Task directions: Can you print the data exactly and leave out each image?

Records shown:

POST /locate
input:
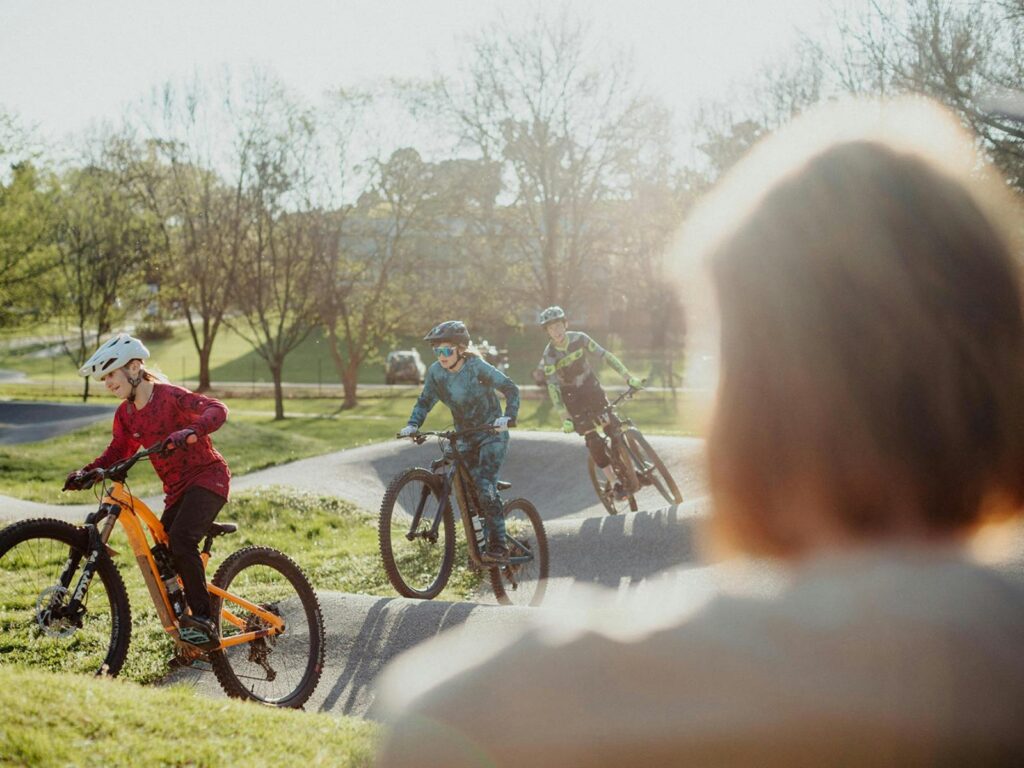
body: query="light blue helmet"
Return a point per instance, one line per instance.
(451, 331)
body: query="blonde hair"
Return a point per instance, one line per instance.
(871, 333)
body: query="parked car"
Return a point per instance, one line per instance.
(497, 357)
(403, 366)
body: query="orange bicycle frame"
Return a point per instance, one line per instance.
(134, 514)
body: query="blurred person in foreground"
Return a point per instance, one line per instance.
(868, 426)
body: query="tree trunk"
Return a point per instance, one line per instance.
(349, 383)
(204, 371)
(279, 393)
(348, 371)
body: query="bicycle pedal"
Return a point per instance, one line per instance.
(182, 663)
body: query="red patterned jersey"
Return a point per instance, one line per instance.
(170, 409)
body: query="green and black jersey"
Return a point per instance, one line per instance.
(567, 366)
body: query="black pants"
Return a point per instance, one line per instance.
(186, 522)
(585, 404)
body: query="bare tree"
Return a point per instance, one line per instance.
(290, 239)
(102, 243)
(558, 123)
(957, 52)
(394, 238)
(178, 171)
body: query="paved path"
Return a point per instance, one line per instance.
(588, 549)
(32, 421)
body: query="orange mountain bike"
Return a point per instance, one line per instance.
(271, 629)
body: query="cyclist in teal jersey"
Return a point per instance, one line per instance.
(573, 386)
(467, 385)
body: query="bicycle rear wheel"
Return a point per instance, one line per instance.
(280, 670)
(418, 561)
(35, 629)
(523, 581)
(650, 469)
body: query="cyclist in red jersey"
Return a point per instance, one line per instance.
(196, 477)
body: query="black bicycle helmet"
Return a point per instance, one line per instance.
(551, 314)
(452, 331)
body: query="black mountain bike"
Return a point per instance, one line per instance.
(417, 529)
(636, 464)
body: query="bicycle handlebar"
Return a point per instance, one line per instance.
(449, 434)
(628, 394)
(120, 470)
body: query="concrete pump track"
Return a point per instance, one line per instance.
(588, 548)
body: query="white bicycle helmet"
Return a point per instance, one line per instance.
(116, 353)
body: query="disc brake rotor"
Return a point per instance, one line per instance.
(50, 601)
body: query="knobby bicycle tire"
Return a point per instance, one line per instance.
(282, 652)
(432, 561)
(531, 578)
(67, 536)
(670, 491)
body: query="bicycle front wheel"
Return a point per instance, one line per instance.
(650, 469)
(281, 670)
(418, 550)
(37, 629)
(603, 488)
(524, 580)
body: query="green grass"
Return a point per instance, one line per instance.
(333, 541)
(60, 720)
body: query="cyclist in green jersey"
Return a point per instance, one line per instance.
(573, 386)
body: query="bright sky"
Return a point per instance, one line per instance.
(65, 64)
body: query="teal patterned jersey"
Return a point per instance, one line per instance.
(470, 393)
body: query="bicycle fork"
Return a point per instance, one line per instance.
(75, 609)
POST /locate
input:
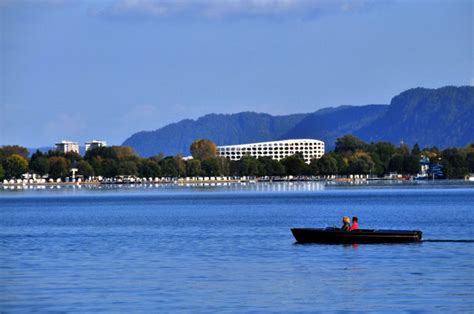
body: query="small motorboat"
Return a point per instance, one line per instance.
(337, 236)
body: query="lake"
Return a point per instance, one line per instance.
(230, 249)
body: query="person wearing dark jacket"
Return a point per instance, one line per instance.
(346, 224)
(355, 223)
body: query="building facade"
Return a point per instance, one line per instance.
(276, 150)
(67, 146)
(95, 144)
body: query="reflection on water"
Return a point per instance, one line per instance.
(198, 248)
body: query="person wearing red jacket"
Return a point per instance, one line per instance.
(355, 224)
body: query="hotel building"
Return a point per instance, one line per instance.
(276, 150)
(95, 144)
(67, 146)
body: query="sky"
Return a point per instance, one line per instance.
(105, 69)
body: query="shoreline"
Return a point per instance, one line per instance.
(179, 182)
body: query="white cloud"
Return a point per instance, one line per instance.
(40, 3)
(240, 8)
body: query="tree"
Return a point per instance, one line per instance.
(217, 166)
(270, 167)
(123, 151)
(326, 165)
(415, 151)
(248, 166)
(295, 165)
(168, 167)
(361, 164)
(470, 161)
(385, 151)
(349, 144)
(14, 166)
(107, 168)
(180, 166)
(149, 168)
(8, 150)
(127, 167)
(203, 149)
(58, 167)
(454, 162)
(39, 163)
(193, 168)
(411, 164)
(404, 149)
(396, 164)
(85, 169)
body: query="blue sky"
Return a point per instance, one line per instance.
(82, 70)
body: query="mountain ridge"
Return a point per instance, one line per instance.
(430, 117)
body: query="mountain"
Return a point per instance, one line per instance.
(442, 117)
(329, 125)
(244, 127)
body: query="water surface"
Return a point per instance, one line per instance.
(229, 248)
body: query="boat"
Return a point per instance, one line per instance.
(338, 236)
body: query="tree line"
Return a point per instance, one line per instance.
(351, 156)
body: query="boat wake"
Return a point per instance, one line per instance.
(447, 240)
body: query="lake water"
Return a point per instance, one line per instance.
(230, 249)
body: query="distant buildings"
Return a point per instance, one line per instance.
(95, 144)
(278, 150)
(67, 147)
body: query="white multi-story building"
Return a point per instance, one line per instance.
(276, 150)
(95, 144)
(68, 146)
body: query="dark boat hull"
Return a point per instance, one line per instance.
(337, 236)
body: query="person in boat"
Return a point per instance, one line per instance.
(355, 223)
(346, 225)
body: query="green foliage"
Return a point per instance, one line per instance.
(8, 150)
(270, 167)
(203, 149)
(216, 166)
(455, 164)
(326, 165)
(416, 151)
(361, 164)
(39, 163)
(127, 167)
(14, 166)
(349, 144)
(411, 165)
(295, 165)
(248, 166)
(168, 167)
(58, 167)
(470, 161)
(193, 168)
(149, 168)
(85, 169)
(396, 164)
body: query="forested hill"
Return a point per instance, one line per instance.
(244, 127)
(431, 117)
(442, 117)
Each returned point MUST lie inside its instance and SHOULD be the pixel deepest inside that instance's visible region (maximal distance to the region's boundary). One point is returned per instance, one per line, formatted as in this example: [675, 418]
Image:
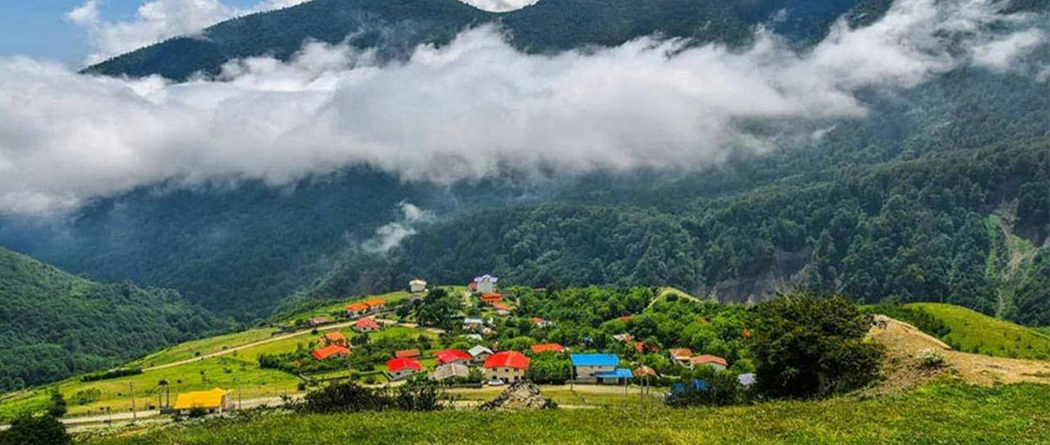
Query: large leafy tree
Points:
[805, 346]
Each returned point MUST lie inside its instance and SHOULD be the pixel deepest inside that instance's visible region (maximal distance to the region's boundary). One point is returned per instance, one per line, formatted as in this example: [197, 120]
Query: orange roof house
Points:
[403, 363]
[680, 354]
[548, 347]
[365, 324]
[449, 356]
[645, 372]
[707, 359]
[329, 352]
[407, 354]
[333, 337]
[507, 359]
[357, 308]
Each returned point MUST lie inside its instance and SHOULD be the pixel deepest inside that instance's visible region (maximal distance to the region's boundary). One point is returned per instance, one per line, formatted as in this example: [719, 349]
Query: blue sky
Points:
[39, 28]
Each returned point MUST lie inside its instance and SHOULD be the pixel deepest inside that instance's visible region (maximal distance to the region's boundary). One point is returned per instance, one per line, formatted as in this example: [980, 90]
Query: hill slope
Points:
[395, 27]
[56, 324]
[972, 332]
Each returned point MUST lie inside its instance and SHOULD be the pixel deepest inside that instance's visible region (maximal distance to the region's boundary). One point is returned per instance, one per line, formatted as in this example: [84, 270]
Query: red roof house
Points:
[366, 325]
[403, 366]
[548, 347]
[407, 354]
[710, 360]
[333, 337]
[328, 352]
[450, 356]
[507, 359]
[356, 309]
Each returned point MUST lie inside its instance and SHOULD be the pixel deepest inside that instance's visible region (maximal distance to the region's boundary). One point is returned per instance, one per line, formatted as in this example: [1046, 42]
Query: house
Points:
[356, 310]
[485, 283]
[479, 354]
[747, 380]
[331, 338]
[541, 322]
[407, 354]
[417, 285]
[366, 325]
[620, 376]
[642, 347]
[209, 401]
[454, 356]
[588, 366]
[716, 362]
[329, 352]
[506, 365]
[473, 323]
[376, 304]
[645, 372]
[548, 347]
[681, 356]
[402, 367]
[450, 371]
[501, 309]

Final result:
POST /locate
input:
body: query="light blue helmet"
Return a point per instance, one line per instance.
(451, 331)
body: query="blonde hair"
Return a point per instance, one line per instance.
(871, 333)
body: query="parked car"
Return a point per instance, one line per instance.
(497, 357)
(403, 366)
body: query="orange bicycle frame"
Return a point per instance, one line per instance.
(134, 514)
body: query="blurred person in foreground"
Return a point per instance, one line per instance.
(868, 426)
body: query="tree trunk"
Return a point per instance, one line per instance.
(349, 383)
(204, 371)
(279, 393)
(348, 371)
body: query="bicycle pedal"
Return a point per instance, one line per instance.
(182, 663)
body: query="red patterned jersey"
Return a point per instance, one line per instance.
(170, 409)
body: query="green and black jersey"
Return a point per instance, one line per instance.
(567, 366)
body: query="black pants"
Return a point per instance, one line per instance.
(186, 522)
(585, 404)
body: query="bare tree"
Return a point per instance, one line per instance.
(290, 239)
(102, 243)
(558, 123)
(957, 52)
(394, 238)
(178, 171)
body: query="paved path"
Return a point per instance, one line per instance.
(588, 549)
(32, 421)
body: query="orange mountain bike"
Return a point per instance, one line per instance.
(271, 629)
body: query="cyclist in teal jersey"
Return a point per instance, one line per instance.
(573, 386)
(467, 385)
body: query="bicycle rear wheel"
Return a point per instance, one line per instance.
(280, 670)
(418, 561)
(35, 629)
(523, 581)
(650, 469)
body: query="cyclist in red jersey"
Return a point per instance, one line per instance.
(196, 477)
body: query="black bicycle helmet"
Return a point per instance, one line per instance.
(551, 314)
(452, 331)
body: query="black mountain bike"
Return a point per instance, one line per instance.
(417, 529)
(636, 464)
body: query="bicycle handlebar"
Return a point per instance, one line per instance.
(449, 434)
(628, 394)
(120, 470)
body: query="concrete pump track"
Return a point per instance, one line per instance.
(588, 548)
body: query="white bicycle helmet"
Return a point per instance, one line per instance.
(116, 353)
body: query="disc brake rotor"
Return a point per instance, one line per instance.
(50, 601)
body: query="knobby bicycle tire"
Return a point per instance, one line per instance.
(282, 652)
(432, 561)
(531, 578)
(67, 536)
(670, 491)
body: query="bicycle front wheel"
Return a point per instance, one line per instance.
(650, 469)
(281, 670)
(418, 550)
(37, 629)
(603, 488)
(524, 580)
body: query="green grass"
Return a point per instance, one line per instance.
(333, 541)
(60, 720)
body: query="cyclist in green jersey"
Return a point per instance, one line per instance.
(573, 386)
body: query="bright sky"
Return a point per instance, one line per instance.
(65, 64)
body: query="teal patterned jersey"
Return a point per instance, one line per instance.
(470, 393)
body: query="bicycle fork"
Return a point per instance, one line per instance.
(75, 609)
POST /locate
input:
body: query="small motorboat"
Return a point per instance, one line per instance.
(337, 236)
body: query="lake"
Return a point per instance, one line per instance.
(230, 249)
body: query="person wearing dark jacket"
Return a point per instance, one line per instance.
(346, 224)
(355, 223)
body: query="building facade"
Return a point per instance, one line per instance.
(276, 150)
(67, 146)
(95, 144)
body: query="reflection on water"
Return a point per instance, one line per instance.
(198, 248)
body: query="person wearing red jacket"
Return a point per instance, one line per instance.
(355, 224)
body: query="hotel building"
Return a point per instance, one line per instance.
(276, 150)
(95, 144)
(67, 146)
body: query="sky"
Return a point per instance, one line per instance.
(105, 69)
body: query="shoreline"
Return a point per instance, one line per instance.
(179, 182)
body: query="white cloud"
Return a point per instance, one line per instance.
(40, 3)
(240, 8)
body: query="tree"
Return a point per instance, one line per instance.
(217, 166)
(270, 167)
(123, 151)
(326, 165)
(415, 151)
(248, 166)
(295, 165)
(168, 167)
(361, 164)
(470, 161)
(385, 151)
(349, 144)
(14, 166)
(107, 168)
(180, 166)
(149, 168)
(8, 150)
(127, 167)
(203, 149)
(58, 167)
(454, 162)
(39, 163)
(193, 168)
(411, 164)
(404, 149)
(396, 164)
(85, 169)
body: query="blue sky"
Return a point per instance, one line per instance.
(82, 70)
body: query="mountain ridge"
Return a point per instance, one line per instance.
(430, 117)
body: query="mountain"
Return a point per instance, one line per instance.
(442, 117)
(329, 125)
(244, 127)
body: query="water surface"
Return a point per instance, one line per instance.
(229, 248)
body: query="boat"
Return a point per instance, one line per instance.
(338, 236)
body: query="tree line"
Return a point per instance, one line per instance.
(351, 156)
body: query="boat wake"
Return a point per instance, one line per instance.
(447, 240)
body: query="lake water"
Return a point per instance, one line per instance.
(230, 249)
body: query="distant buildings"
Return a point per instance, one line per instance.
(95, 144)
(278, 150)
(67, 147)
body: query="white multi-story building"
Return a point per instance, one line per instance.
(276, 150)
(95, 144)
(68, 146)
body: query="dark boat hull"
Return a point per instance, one line per instance.
(337, 236)
body: query="person in boat"
Return a point per instance, one line per instance.
(355, 223)
(346, 225)
body: query="green foliage"
Return a point per instance, one line per instance.
(8, 150)
(270, 167)
(203, 149)
(216, 166)
(455, 164)
(326, 165)
(416, 151)
(361, 164)
(39, 163)
(127, 167)
(14, 166)
(349, 144)
(411, 165)
(295, 165)
(248, 166)
(168, 167)
(58, 167)
(470, 161)
(193, 168)
(149, 168)
(85, 169)
(396, 164)
body: query="forested hill"
Return a point per instance, one line per instance.
(244, 127)
(431, 117)
(442, 117)
Each returned point MUST lie inside its instance and SHOULD be the pixel deepest inside that instance's visible region (maximal distance to the region's boundary). One point is returned per instance, one per line, formatted as in this example: [675, 418]
Image:
Query: large leafy tree
Points:
[805, 346]
Each returned point MUST lie inside its instance and SHOULD be the pixel deepest inside that instance's visible region (maximal distance to the region's boundary). One point is returned per instance, one per line, formatted as in this example: [197, 120]
Query: orange roof house
Points:
[403, 363]
[680, 354]
[548, 347]
[365, 324]
[449, 356]
[645, 372]
[707, 359]
[329, 352]
[407, 354]
[333, 337]
[507, 359]
[357, 308]
Each returned point MUST lie inside its instance and SHOULD be the pixel deepest inside that instance's visible region (maximal distance to the region's boundary). One point is returned per instance, one per line, formatted as in this example: [719, 349]
Query: blue sky
Points:
[39, 28]
Each returned point MUST lie inside its instance and SHOULD be the pixel deepest inside that instance's visible region (maximal distance to the region's boundary). One point is returned per instance, one per line, formatted as in this example: [980, 90]
Query: hill slope
Points:
[395, 27]
[56, 324]
[972, 332]
Each returned point MUST lie inside its instance and SHOULD be the pixel deepest inside that instance's visible region (maximal distance to the region's boundary). One point is returned per instance, one per line, formatted as in this example: [84, 270]
Query: red roof house
Points:
[366, 325]
[403, 366]
[548, 347]
[407, 354]
[710, 360]
[333, 337]
[328, 352]
[450, 356]
[507, 359]
[356, 309]
Each returned point MUST lie inside its instance and SHOULD be the pixel deepest inside that instance's visible region (maximal distance to the region's boundary). One point is returned per instance, one per line, formatted as in this example: [1046, 42]
Query: house
Points:
[356, 310]
[485, 283]
[479, 354]
[747, 380]
[331, 338]
[541, 322]
[407, 354]
[417, 285]
[366, 325]
[620, 376]
[642, 347]
[209, 401]
[454, 356]
[588, 366]
[716, 362]
[329, 352]
[506, 365]
[473, 323]
[376, 304]
[645, 372]
[548, 347]
[681, 356]
[402, 367]
[450, 371]
[501, 309]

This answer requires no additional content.